[TEXTE À LIRE]
En septembre 2022, Clint a gagné sa bataille juridique.

Au cœur du procès

Clint est hospitalisé dans une unité spécialisée depuis février. Le CUSM voulait le transférer dans un centre d’hébergement et de soins de longue durée. Toutefois, Clint voulait avoir son mot à dire dans le choix du centre et être entendu par la cour.

Il a assisté au procès par vidéoconférence sur un téléphone cellulaire, depuis son lit d’hôpital.

Clint est un homme originaire de la Jamaïque de soixante-quatre ans qui parle en anglais. Neuf mois avant l’audience, il était en apparence fort et actif; il pouvait marcher et même aider des amis. Il était cuisinier professionnel et pouvait préparer des repas pour des centaines de personnes à la fois. Il est aussi le père de six enfants, et deux d’entre eux vivent à Montréal. Il vivait au troisième étage d’un immeuble sans ascenseur. À l’hiver 2022, il a reçu un diagnostic de maladie neuro-inflammatoire grave. Cette maladie attaque principalement les nerfs optiques et la moelle épinière. Après un bref séjour dans un centre de réadaptation, il a été renvoyé au CUSM.

[CONSIGNE]
Pouvez-vous poursuivre le texte sur le procès de Clint à partir de sa dernière phrase ? Les données ci-dessous ne sont pas nécessaires.

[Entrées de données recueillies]
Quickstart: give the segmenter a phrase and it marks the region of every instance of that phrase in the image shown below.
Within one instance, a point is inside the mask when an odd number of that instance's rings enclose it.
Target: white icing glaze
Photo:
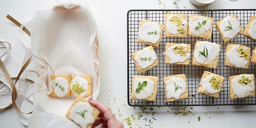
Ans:
[[[84,91],[80,94],[80,95],[82,96],[84,96],[87,93],[87,89],[88,88],[88,82],[87,81],[82,77],[79,76],[76,76],[73,80],[71,81],[70,83],[70,90],[74,92],[75,96],[77,96],[78,94],[76,94],[72,89],[72,86],[78,83],[79,84],[80,86],[82,86],[84,88]]]
[[[174,84],[175,83],[175,84]],[[178,88],[175,91],[175,84]],[[166,90],[168,92],[167,96],[168,99],[174,98],[176,100],[180,99],[180,96],[186,92],[186,83],[184,80],[180,78],[172,78],[166,81]]]
[[[185,44],[180,44],[181,46],[185,47],[186,49],[188,48],[188,45]],[[167,55],[170,59],[170,63],[177,63],[178,62],[184,62],[186,60],[189,58],[190,55],[188,51],[186,52],[186,56],[180,56],[180,54],[175,54],[174,52],[175,49],[173,49],[174,47],[176,47],[178,44],[175,44],[174,46],[170,46],[168,48],[166,52],[164,53],[164,54]]]
[[[228,21],[230,23],[232,29],[224,30],[228,28],[225,28],[227,26],[230,26]],[[235,38],[237,34],[240,32],[240,26],[239,22],[235,18],[229,16],[225,18],[220,25],[220,31],[223,34],[223,39],[232,39]]]
[[[250,26],[248,34],[254,40],[256,40],[256,20],[254,20]]]
[[[60,97],[65,96],[68,90],[68,83],[67,80],[62,77],[58,77],[55,78],[54,80],[52,80],[52,82],[54,81],[52,87],[56,96]],[[63,91],[61,90],[62,88],[63,88]]]
[[[146,60],[141,59],[141,58],[144,58],[145,57],[146,57],[148,59]],[[150,58],[150,60],[148,60],[148,57]],[[157,57],[156,52],[154,51],[150,50],[148,47],[146,47],[137,54],[134,60],[140,67],[144,69],[153,64],[157,58]]]
[[[202,24],[203,21],[206,20],[206,22],[204,25]],[[198,22],[200,22],[202,27],[195,29],[196,26],[200,26]],[[190,32],[196,35],[200,35],[205,33],[206,32],[212,28],[212,22],[207,18],[204,18],[201,17],[194,16],[190,20],[189,24],[189,30]]]
[[[238,80],[242,78],[242,74],[240,75],[239,77],[234,78],[232,80],[232,88],[234,94],[238,98],[242,98],[246,97],[250,94],[251,92],[253,92],[254,90],[254,81],[252,80],[250,83],[248,83],[247,85],[243,85],[238,82]],[[249,79],[252,80],[252,76],[249,74],[245,74],[245,78],[248,77]],[[252,86],[250,86],[252,85]]]
[[[202,55],[199,52],[202,52],[205,46],[205,53],[206,53],[206,48],[208,51],[207,58]],[[219,55],[220,50],[220,47],[217,44],[208,41],[203,41],[196,44],[197,49],[193,52],[193,55],[196,62],[201,64],[206,64],[208,62],[215,60]]]
[[[244,68],[248,63],[248,60],[242,56],[239,57],[239,53],[236,51],[239,45],[233,46],[230,50],[226,52],[226,55],[230,63],[234,67]]]
[[[202,90],[204,92],[212,94],[219,92],[219,90],[218,89],[214,89],[212,87],[212,83],[209,82],[213,76],[218,79],[214,75],[210,75],[207,76],[206,78],[202,80],[201,83],[199,83],[199,85],[202,86]],[[220,83],[220,86],[222,86],[222,84]]]
[[[177,35],[180,34],[181,31],[178,31],[177,30],[178,24],[174,23],[172,21],[170,21],[170,19],[172,19],[174,16],[169,16],[166,20],[166,28],[168,32],[174,35]],[[186,30],[187,26],[188,26],[188,22],[186,20],[184,20],[182,18],[181,18],[178,16],[178,18],[181,20],[182,23],[180,25],[181,27],[183,27],[184,30]]]
[[[141,89],[140,92],[136,92],[136,88],[138,88],[139,82],[142,84],[143,81],[146,81],[147,82],[147,86],[143,87],[142,88],[146,92],[143,90]],[[138,100],[143,100],[151,96],[154,92],[154,83],[152,80],[148,78],[141,79],[137,78],[134,80],[134,84],[133,85],[134,91],[136,98]]]
[[[84,118],[78,113],[81,114],[81,112],[84,112]],[[93,109],[89,104],[80,102],[72,108],[69,118],[82,128],[87,128],[88,124],[92,124],[94,121],[92,117],[93,112]]]
[[[148,33],[149,32],[153,33],[156,31],[156,34]],[[152,23],[146,22],[139,28],[138,36],[142,40],[147,42],[151,42],[152,44],[156,44],[159,40],[161,29],[156,22]]]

[RÉSULTAT OBTENU]
Il ne remarchera probablement jamais.

Le CUSM demandait à la cour une autorisation pour l’hébergement forcé de Clint pour une période de trois ans :

Le transfert et le placement [du défendeur dans] un milieu de vie structuré et supervisé recommandé par les services sociaux du Centre universitaire de santé McGill (CUSM) et désigné par le Mécanisme d’accès à l’hébergement, qui répondra aux besoins [du défendeur] et qui lui offrira le cadre requis par son état de santé, comme [un centre d’hébergement et de soins de longue durée] CHSLD.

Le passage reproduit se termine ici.